* _ページ_:
〔追悼〕人間国宝
中島宏展
ー永遠の青磁ー
2019/03/16(土) 〜 2019/05/06(月)
09:30 〜 18:00
佐賀県立美術館
2019/04/19 |
ずらりと並ぶ大物の壺や鉢からは過去の1ページに収まることを拒絶するようなみずみずしさと生命感がほとばしっていた。昨年3月に亡くなった陶芸家を追悼する回顧展。「中島ブルー」と称される独創的な色合いと器形の多彩さは、今もなお後進に刺激を与え続けている。
焼き物の最高峰とされる青磁を生涯のテーマに定め、高みに向かって果敢に挑み続けた人間国宝の中島宏。陶芸の世界に足を踏み入れた時期の白磁、自身の陶芸の確立を意識した青磁、さらには自由奔放な造形を試みた晩年の作品から見て取れるのは、たゆまざる挑戦の軌跡だ。
青磁創作に向き合う求道者ぶりを伺わせるのが、初公開となる初期作品の「青磁竹鳥文陶額」だ。ヘラ彫りで竹林を楽しげに飛ぶ鳥の様子を描いた陶壁は中島の絵心があふれる一方、その後に取り組む青磁からは具体的な文様が無くなったこととのギャップを感じさせる。佐賀県立九州陶磁文化館の鈴田由紀夫館長は「青磁を極めるために得意な絵を封印し、修業にまい進したストイックさが伝わる」と指摘する。
30代半ばに静の美ともいえるゆったりとした形の青磁壺で高い評価を得るが、ここからさらに脱皮を重ねる。40代を迎えた1980年代初めの作品には胴部に段上の線彫り文様が施され、動きのある表現が生まれた。中国の青銅器に触発され、釉薬の表情から造形へ深化した80年代半ばからは、力強く隙のない文様を加えるようになった。

* _取り組む課題_:
- 1) 中島宏展のページによると、展覧会の会場はどこですか。
- 2) 中島宏展のページで「30代半ばに静の美」で始まる段落を、主な事実を残して箇条書きにまとめてください。
- 3) 中島宏展のページに年・月・日まで示されている日付を、すべて挙げてください。

* _記録一覧_:
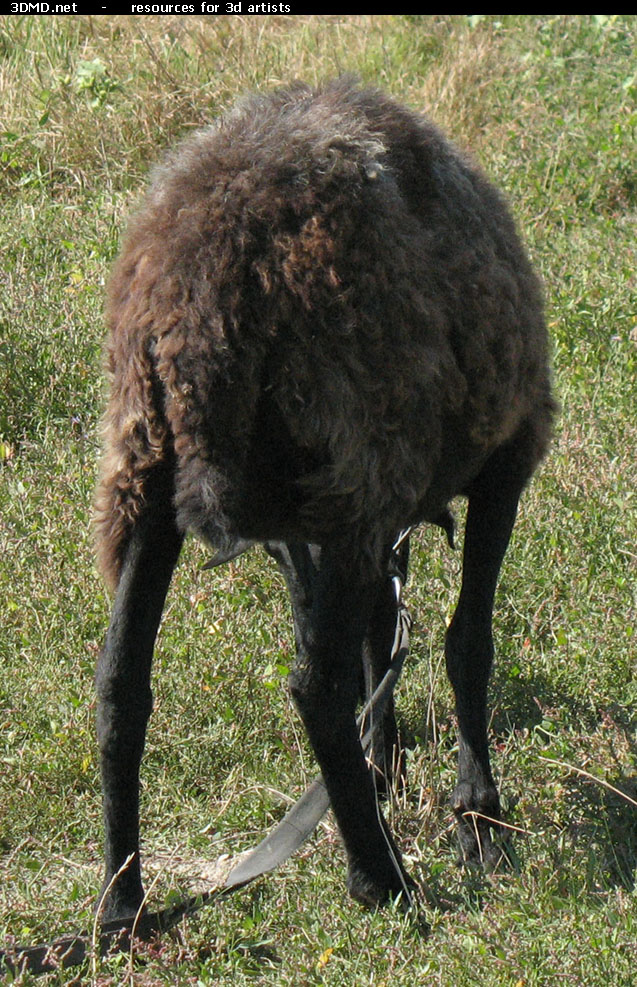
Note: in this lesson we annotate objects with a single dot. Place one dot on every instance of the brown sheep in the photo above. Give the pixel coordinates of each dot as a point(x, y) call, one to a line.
point(323, 327)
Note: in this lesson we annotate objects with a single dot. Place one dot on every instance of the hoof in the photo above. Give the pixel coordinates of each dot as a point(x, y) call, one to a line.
point(478, 816)
point(374, 890)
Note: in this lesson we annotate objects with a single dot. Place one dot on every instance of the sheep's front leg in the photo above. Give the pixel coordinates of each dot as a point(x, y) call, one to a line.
point(493, 501)
point(125, 700)
point(325, 687)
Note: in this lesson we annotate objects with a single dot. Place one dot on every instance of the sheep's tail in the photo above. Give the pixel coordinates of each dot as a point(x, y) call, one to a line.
point(136, 442)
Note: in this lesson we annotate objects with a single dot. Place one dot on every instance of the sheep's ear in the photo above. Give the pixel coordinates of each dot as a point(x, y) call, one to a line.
point(230, 551)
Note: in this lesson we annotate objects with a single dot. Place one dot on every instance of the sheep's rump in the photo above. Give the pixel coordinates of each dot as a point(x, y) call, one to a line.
point(321, 310)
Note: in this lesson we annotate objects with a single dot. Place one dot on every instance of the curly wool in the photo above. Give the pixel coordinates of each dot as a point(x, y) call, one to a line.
point(324, 317)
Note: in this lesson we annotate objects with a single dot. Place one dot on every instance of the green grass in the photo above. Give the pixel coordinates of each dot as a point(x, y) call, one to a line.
point(548, 104)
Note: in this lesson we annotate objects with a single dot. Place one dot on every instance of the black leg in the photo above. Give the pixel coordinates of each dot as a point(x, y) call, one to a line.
point(493, 501)
point(123, 688)
point(325, 686)
point(386, 755)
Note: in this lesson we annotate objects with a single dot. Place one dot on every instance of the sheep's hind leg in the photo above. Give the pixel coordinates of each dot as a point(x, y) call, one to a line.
point(299, 564)
point(123, 689)
point(386, 755)
point(325, 686)
point(493, 501)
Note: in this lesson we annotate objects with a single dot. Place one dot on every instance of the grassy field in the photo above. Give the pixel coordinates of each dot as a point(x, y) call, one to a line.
point(548, 105)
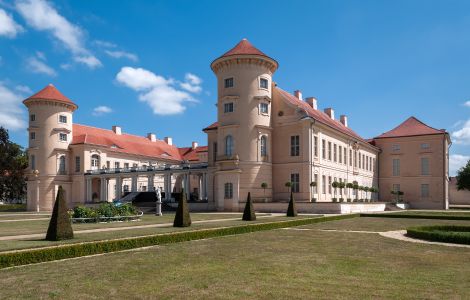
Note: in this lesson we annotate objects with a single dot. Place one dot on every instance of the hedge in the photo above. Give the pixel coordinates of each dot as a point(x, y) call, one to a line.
point(30, 256)
point(442, 233)
point(413, 216)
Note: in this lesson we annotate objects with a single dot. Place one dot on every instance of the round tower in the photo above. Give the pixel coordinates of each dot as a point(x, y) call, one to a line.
point(50, 133)
point(244, 84)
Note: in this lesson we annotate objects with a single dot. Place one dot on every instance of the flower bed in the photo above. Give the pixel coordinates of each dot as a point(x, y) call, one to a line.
point(441, 233)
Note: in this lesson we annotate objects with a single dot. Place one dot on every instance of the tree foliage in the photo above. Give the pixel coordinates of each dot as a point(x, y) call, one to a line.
point(13, 162)
point(463, 178)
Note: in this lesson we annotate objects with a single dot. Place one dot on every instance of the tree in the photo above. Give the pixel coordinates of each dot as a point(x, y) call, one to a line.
point(249, 212)
point(463, 178)
point(60, 227)
point(291, 210)
point(182, 217)
point(13, 162)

* _解答一覧_:
- 1) 会場は佐賀県立美術館です。

- 2)
- 30代半ばに、ゆったりとした形の青磁壺で高い評価を得た。
- その後も、さらに脱皮を重ねた。
- 40代を迎えた1980年代初めの作品では、胴部に段上の線彫り文様を施し、動きのある表現が生まれた。
- 80年代半ばからは中国の青銅器に触発され、釉薬の表情から造形へと深化した。
- この時期から、力強く隙のない文様を加えるようになった。

- 3)
- 2019年3月16日(土)
- 2019年5月6日(月)
- 2019年4月19日